## Actions à mener
A. Traduisez en anglais cette phrase de l'intervention sur la compétitivité agricole : « Le coût du travail est évidemment un élément majeur de la compétitivité de notre agriculture. »
B. Répondez à ces questions d'après l'intervention sur la compétitivité agricole :
(i) Quel excédent l'industrie agroalimentaire a-t-elle dégagé l'année dernière ?
(ii) Quelle part du coût de revient le coût du travail représente-t-il dans la filière des fruits et légumes ?
(iii) À combien le dispositif sur les travailleurs occasionnels a-t-il ramené le coût horaire du SMIC ?
C. Poursuivez l'intervention sur la compétitivité agricole à partir de sa dernière phrase.

Réunion du 30 mars 2011 à 10h30
Commission des affaires économiques

Bruno le Maire, ministre de l'agriculture, de l'alimentation, de la pêche, de la ruralité et de l'aménagement du territoire :

Je suis particulièrement heureux de pouvoir discuter à nouveau avec vous de cette question. Je souhaite exposer la position du Gouvernement et rappeler ce que nous avons engagé depuis plus de deux ans. Mais surtout, sur un sujet aussi sensible, il faut éviter tout faux-semblant. Rien ne serait plus dommageable pour l'ensemble des parlementaires que de faire croire aux paysans français que nous avons des solutions durables sans qu'ils en voient rapidement les effets concrets.

La compétitivité de l'agriculture française par rapport à d'autres agricultures européennes est une question majeure. Pour bien connaître Jean Dionis du Séjour, sa bonne foi et son engagement au service des paysans, je sais que sa démarche est dictée par l'intérêt général, par le souci de répondre à des attentes importantes. Mais il faut le dire tout de suite, l'agriculture française reste de très loin la première d'Europe. En termes de chiffre d'affaires, elle précède de plusieurs milliards la production allemande. C'est dans l'industrie agroalimentaire que nous avons perdu depuis quelques années des positions, que nous sommes d'ailleurs en train de reprendre – nous avions un excédent de 9 milliards l'année dernière, en forte croissance, dont 6 milliards seulement pour la viticulture. Il faut se garder de confondre les deux : les Néerlandais, par exemple, ont une industrie agroalimentaire très puissante parce qu'ils transforment beaucoup de produits bruts chez eux, mais leur chiffre d'affaires agricole global reste très inférieur au nôtre.

Le coût du travail est évidemment un élément majeur de la compétitivité de notre agriculture. Dans certaines filières, comme les fruits et légumes, il représente 70 % du coût de revient. Malgré un redressement, cette filière continue à connaître des difficultés et il est de notre devoir de lui apporter des réponses, comme veut le faire M. Dionis du Séjour. Cette question du coût du travail touche tous les autres secteurs de notre économie. Le remarquable rapport du Premier président de la Cour des comptes, M. Migaud, sur les écarts de compétitivité entre la France et l'Allemagne établit de la manière la plus neutre et la plus cinglante qu'elle en est une des raisons majeures. Il fait apparaître que l'Allemagne a rattrapé son retard en la matière et que nous ne suivons pas une bonne direction. Cela apparaît de façon particulièrement crue dans le secteur de l'agriculture.

La majorité a déjà fait des efforts considérables pour réduire le coût du travail dans l'agriculture. Le dispositif sur les travailleurs occasionnels a ramené le coût horaire, pour ce qui est du SMIC, à 9,43 euros de l'heure contre 11,29 auparavant. Ces 2 euros pour chaque heure travaillée sont un gain considérable. Le dispositif coûte un demi-milliard par an au budget de la nation. Jamais mesure aussi importante n'avait été prise depuis vingt ans. Mais le dispositif doit être pérennisé. Le refondre dans une nouvelle proposition de loi, de la meilleure intention fût-elle, fait courir un risque d'instabilité.

## Données fournies

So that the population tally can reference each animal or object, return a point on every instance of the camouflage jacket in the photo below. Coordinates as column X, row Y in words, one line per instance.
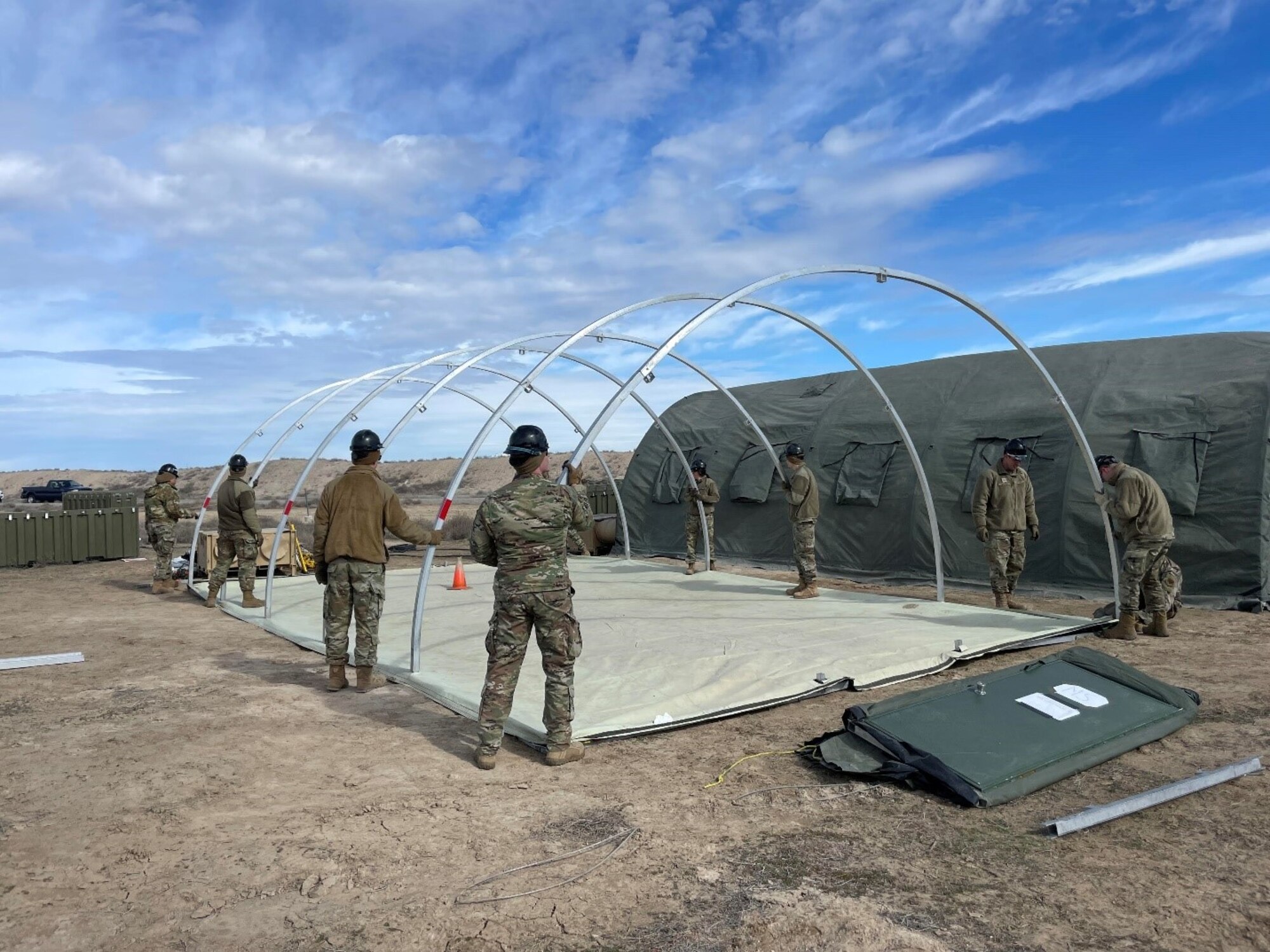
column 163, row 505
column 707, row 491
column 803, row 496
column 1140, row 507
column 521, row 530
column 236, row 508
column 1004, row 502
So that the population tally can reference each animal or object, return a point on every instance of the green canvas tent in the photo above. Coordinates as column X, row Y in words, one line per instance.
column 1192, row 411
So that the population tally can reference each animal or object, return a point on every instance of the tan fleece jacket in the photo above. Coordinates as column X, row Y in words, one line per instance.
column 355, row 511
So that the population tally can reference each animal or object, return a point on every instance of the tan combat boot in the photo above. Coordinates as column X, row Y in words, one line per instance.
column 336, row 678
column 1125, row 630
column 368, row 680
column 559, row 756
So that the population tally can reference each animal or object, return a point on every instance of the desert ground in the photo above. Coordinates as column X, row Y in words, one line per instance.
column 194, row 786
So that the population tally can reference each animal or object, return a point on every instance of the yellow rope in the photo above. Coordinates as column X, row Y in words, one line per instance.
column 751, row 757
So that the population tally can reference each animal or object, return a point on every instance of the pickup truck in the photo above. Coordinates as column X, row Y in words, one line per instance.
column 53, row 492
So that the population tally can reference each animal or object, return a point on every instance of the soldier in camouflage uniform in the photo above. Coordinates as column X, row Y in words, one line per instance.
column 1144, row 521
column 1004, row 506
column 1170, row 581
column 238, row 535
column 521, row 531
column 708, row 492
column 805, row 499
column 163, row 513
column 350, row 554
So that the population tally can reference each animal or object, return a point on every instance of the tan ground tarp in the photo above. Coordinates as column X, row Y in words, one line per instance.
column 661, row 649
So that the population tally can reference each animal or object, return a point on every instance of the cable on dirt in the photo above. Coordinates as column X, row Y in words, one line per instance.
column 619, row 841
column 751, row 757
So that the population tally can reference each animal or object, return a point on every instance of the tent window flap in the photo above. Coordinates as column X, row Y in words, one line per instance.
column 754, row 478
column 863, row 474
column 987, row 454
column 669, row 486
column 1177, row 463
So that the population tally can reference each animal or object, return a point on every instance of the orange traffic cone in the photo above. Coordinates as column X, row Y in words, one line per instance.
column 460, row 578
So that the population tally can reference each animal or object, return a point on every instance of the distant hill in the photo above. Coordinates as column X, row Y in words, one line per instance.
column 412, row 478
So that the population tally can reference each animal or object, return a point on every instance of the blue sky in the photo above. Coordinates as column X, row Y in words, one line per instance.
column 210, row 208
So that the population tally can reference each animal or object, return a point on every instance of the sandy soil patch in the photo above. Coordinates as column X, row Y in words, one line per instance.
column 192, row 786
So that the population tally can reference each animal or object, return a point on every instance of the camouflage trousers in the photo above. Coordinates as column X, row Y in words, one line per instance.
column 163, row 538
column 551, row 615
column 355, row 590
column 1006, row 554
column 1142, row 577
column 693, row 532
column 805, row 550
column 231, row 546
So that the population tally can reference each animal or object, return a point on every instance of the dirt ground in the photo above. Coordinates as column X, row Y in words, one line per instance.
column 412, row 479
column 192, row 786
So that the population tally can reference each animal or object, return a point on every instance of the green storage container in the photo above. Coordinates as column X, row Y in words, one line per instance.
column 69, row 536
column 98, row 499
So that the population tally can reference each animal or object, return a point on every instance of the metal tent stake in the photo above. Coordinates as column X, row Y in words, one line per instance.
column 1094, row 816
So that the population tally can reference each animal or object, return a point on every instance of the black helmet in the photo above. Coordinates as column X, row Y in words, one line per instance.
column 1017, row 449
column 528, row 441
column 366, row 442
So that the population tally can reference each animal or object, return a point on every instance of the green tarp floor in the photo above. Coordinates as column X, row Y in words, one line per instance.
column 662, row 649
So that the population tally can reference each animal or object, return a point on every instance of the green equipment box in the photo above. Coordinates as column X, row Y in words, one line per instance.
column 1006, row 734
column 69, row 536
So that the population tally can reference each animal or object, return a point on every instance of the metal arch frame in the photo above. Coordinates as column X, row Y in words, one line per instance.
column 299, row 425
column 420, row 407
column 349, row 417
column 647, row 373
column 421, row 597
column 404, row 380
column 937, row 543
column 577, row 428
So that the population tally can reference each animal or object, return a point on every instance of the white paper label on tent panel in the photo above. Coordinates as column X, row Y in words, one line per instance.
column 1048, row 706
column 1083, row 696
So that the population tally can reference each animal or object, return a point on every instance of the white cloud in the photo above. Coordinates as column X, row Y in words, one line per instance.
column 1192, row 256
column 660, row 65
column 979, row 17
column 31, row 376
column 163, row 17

## Tâches résolues
A. Labor cost is obviously a major factor in the competitiveness of our agriculture.

B.
(i) 9 milliards.
(ii) 70 %.
(iii) 9,43 euros de l'heure.

C.
Nous avons aussi lancé une réflexion sur le coût du travail permanent. Dans la loi de modernisation de l'agriculture et de la pêche, vous aviez demandé au Gouvernement de produire un rapport sur les modes de financement alternatifs de la protection sociale agricole avant le 27 juillet 2011. Une mission en ce sens a été confiée à Bernard Reynès, qui a engagé de larges consultations et un travail de fond extrêmement rigoureux. Je suis persuadé que ses conclusions permettront d'ouvrir des voies sur la question.

Face à ces écarts de coût du travail, je suis favorable à une harmonisation sociale européenne, qui doit se faire par le haut : notre objectif ne peut être de nous aligner sur les pays de l'Union qui rémunèrent les salariés agricoles 3,40 euros de l'heure. La mise en place d'un salaire minimum européen doit donc être une perspective de long terme pour l'Union, un engagement que nous devons défendre. Je m'opposerai à tout alignement vers le bas. Ce serait une erreur profonde. Gagner en compétitivité, ce n'est pas s'aligner sur le moins-disant : c'est réduire les coûts de production, trouver des solutions sur l'ensemble de la filière et aussi engager nos partenaires à renoncer à certaines pratiques en matière de rémunération du travail.

La proposition de loi de Jean Dionis du Séjour se caractérise par sa qualité et sa rigueur, et j'y vois la marque de son engagement auprès de l'agriculture française et de sa sincérité profonde. Mais je n'y suis pas favorable, pour d'importantes raisons de fond.

D'abord, elle n'est pas compatible avec le droit communautaire. Or, me connaissant, vous savez que ce n'est pas négociable. Depuis mon entrée en fonctions, et au contraire d'un certain nombre de mes prédécesseurs, je m'oppose à toute proposition non compatible avec le droit communautaire – comme à toute forme de démagogie consistant à faire croire aux paysans français qu'on peut marquer son mépris pour Bruxelles au moment même où l'on renégocie, en demandant son maintien, l'enveloppe que l'Union leur accorde, qui est la plus importante d'Europe. Si l'on n'est pas d'accord avec le droit européen, ce qui m'arrive très souvent, on le modifie. Je viens d'obtenir une modification du droit de la concurrence afin que les producteurs de lait puissent se rassembler et négocier collectivement, en position de force, le prix du lait avec les industriels. Je n'ai pas dit aux producteurs de lait de s'organiser comme ils l'entendaient, et qu'on s'arrangerait avec le droit européen par la suite.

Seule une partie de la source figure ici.